In the Moshe Vollach interview, what artwork does Vollach say he stands proud and firm behind?

Document excerpt -
###
15 Sep Interview with Moshe Vollach
What is your experience with Arte Laguna – was it easy to decide with which works to apply, to fill the form, what were your emotions when this global lockdown changed the plan for visiting the opening in Venice, and what did you feel when you heard your name as a winner?
My experience with Arte Laguna was good and grew better as I realized how forthcoming the team are and how willing to try and advance my visibility in the global art scene. I applied twice, the first time to the 13th addition. I passed the first selection stage but my works were not accepted to the final stage. I immediately decided to try again the next year with the same art works that I firmly believed in their merits and succeeded to be a finalist and now very happily so, one of the overall winners. The technical process is easy, accessible and inviting. If you are not well versed in English get help but don’t give up, it is a user friendly registration process. You can always get a prompt reply and assistance to any question or difficulty from the Arte Laguna team on line and also by phone. It has strengthened my credo of never giving up – believe in yourself and in your art and persevere in your efforts to find a proper stage to show it to the world.[/vc_column_text]

When the corona crisis cancelled the happy plans to celebrate in the opening of the Arte Laguna Prize event I was very sad, but much more than that, my emotions went in support of the Italian people and their harsh battle against the virus. I was horrified by the unbelievable number of victims of the virus and the devastating economic, social and emotional impact on the country and the world. The finalists’ disappointment in light of the enormity of this global horrific event is not important. I am again grateful and impressed by the way the Arte Laguna team managed to hold on to the group and the event via online means and sustain the spirit of the occasion and its core – world cooperation and assembly around a unifying positive issue – Art and social advancement.
When I heard my name as an overall winner I was overjoyed and very gratified. I stand proud and firm behind my artwork 31 cubes and the messages it holds and was very happy that through this win many people will be exposed to the art work and its’ messages.
###
[Saved data entries]
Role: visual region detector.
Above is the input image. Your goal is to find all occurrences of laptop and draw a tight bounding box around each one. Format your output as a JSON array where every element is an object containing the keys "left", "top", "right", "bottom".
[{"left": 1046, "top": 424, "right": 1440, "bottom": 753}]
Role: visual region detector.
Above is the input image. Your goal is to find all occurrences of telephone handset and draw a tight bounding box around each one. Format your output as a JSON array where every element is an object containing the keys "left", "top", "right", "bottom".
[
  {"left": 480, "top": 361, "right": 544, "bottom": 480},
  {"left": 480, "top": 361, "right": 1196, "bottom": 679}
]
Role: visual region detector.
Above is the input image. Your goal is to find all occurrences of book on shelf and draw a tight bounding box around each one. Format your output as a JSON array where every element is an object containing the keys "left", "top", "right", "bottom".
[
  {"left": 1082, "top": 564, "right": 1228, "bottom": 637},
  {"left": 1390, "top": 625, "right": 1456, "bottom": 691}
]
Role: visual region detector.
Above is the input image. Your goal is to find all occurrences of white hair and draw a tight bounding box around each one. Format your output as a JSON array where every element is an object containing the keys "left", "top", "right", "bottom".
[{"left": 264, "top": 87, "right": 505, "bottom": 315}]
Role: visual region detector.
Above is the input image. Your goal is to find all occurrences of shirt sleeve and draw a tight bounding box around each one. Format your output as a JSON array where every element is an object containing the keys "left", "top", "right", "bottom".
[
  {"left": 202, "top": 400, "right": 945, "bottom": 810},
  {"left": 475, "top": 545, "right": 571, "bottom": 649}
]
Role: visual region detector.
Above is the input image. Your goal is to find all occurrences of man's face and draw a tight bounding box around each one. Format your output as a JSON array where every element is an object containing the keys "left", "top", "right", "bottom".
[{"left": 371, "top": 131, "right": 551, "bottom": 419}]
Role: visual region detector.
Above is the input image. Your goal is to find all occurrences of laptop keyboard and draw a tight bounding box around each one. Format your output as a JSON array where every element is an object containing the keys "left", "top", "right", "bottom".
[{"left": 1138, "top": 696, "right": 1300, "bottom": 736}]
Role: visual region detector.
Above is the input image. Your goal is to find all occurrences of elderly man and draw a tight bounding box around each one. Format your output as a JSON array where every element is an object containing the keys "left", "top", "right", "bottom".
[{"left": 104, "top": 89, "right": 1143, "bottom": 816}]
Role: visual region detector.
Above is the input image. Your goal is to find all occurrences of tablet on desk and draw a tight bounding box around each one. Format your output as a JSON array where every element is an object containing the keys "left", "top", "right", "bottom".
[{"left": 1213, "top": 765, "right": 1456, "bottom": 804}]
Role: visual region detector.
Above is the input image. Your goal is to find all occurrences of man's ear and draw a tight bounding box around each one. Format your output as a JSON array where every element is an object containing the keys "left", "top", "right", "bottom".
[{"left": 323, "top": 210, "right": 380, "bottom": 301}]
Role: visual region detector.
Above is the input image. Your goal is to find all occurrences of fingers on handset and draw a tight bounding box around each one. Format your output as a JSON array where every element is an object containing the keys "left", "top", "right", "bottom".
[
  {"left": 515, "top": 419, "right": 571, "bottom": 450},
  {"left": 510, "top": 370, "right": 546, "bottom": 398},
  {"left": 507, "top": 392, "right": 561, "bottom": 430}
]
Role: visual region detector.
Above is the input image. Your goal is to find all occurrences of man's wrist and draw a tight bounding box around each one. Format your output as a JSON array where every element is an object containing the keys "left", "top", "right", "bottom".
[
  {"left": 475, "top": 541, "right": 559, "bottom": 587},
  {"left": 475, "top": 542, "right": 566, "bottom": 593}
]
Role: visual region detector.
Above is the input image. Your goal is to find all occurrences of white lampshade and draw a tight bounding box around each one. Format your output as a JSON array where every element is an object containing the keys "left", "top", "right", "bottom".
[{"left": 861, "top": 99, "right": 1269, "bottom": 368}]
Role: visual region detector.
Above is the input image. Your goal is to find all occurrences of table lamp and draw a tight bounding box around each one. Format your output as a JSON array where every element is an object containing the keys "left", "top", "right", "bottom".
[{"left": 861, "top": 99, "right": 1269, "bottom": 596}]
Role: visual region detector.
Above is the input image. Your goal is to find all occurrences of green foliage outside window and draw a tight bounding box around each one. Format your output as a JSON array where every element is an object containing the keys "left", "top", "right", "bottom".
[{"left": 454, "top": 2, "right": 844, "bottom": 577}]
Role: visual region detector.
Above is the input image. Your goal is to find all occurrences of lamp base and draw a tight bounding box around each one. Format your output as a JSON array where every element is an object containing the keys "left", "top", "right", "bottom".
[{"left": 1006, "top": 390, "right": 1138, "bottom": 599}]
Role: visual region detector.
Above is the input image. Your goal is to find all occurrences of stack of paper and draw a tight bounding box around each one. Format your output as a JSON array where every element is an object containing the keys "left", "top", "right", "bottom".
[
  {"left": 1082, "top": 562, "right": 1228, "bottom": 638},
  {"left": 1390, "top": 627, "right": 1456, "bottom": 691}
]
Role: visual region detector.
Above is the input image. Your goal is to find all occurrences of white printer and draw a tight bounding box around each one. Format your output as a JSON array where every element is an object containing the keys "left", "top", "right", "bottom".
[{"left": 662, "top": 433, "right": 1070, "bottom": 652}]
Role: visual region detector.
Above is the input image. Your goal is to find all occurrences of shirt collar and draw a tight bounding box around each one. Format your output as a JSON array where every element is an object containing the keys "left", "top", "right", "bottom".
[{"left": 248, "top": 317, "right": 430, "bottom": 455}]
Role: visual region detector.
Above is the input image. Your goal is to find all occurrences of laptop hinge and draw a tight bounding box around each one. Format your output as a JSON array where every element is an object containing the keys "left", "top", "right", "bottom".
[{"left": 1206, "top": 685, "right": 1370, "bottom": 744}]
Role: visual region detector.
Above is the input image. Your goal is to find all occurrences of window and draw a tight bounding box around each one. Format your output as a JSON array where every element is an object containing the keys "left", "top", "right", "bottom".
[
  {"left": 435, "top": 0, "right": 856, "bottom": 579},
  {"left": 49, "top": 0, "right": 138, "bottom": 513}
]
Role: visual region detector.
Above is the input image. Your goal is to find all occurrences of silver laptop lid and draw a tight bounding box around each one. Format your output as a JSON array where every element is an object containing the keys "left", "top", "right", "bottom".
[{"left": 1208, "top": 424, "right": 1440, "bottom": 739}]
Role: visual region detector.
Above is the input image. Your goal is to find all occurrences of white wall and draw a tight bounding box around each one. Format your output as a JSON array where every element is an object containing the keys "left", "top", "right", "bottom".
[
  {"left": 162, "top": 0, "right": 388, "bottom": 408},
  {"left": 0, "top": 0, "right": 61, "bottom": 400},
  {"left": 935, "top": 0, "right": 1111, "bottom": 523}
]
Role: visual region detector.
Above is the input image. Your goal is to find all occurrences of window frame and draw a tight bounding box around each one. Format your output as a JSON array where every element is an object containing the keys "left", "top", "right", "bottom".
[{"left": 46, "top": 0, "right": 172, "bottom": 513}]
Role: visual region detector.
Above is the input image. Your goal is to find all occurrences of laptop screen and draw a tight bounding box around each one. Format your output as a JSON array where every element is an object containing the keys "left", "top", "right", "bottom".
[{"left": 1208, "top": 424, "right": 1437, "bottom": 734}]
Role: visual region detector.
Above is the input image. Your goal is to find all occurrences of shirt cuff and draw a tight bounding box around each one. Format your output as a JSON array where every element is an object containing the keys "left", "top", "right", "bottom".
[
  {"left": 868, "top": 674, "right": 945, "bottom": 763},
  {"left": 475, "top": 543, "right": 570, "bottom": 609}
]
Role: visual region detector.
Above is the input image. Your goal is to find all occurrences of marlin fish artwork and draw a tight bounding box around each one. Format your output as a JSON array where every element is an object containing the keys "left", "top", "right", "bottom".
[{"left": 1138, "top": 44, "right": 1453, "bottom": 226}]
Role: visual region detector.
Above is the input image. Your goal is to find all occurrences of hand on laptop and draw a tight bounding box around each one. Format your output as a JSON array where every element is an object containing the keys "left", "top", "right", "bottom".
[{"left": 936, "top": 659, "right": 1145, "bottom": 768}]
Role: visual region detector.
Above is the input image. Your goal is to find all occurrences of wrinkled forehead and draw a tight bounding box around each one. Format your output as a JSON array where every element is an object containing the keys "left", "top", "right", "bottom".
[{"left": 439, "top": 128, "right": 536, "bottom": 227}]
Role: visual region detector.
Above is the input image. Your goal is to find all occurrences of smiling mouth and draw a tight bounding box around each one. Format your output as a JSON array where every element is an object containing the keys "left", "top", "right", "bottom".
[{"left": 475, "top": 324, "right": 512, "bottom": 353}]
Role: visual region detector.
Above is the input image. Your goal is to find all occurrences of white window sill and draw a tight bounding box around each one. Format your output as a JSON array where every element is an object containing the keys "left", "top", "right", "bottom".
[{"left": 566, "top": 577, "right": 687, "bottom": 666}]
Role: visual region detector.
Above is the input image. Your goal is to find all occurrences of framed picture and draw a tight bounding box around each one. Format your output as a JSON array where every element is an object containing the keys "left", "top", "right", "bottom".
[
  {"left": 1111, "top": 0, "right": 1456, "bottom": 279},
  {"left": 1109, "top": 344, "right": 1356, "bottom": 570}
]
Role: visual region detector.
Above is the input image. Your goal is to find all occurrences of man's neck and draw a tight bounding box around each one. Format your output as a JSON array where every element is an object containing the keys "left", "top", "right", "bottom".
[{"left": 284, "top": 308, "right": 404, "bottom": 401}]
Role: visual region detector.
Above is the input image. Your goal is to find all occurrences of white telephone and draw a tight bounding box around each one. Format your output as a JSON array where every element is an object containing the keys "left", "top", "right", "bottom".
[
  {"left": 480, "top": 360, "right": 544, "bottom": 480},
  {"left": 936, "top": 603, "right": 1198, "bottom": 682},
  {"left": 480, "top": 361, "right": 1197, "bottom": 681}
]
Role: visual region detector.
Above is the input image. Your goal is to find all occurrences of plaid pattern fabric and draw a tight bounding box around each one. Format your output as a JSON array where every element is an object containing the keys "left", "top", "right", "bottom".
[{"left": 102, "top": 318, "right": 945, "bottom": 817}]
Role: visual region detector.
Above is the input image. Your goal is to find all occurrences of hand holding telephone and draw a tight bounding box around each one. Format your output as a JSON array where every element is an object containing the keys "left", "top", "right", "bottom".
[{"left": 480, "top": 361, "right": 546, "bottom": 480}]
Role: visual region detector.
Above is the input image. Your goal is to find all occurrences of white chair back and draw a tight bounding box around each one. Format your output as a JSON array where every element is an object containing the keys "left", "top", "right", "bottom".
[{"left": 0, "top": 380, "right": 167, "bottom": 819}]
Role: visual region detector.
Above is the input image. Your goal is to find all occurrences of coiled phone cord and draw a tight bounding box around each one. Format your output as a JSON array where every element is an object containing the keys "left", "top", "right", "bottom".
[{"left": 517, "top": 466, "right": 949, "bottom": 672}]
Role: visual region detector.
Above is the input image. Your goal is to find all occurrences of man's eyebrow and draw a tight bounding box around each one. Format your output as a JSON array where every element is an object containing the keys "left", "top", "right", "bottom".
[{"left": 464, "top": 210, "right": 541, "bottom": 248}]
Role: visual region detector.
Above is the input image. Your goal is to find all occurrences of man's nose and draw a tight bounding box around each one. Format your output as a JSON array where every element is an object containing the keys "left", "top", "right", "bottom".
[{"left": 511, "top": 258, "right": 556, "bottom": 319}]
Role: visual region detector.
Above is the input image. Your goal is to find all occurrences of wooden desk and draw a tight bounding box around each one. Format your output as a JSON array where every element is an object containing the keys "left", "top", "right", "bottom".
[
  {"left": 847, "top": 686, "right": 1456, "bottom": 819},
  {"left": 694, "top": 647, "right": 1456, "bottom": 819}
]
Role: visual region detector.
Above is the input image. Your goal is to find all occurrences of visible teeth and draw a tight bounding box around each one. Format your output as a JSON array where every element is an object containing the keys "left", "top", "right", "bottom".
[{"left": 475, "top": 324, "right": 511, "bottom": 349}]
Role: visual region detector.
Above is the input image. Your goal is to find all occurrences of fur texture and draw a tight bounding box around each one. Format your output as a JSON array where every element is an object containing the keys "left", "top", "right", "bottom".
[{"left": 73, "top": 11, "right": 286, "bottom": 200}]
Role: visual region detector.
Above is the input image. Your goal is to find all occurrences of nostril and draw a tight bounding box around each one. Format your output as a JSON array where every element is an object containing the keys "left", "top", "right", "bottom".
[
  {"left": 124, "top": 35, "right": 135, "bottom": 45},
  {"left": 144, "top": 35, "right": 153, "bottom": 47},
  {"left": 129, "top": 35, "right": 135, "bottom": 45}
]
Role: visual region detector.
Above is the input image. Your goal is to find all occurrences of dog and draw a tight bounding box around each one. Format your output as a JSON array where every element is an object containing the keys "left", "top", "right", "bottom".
###
Final answer - 31 cubes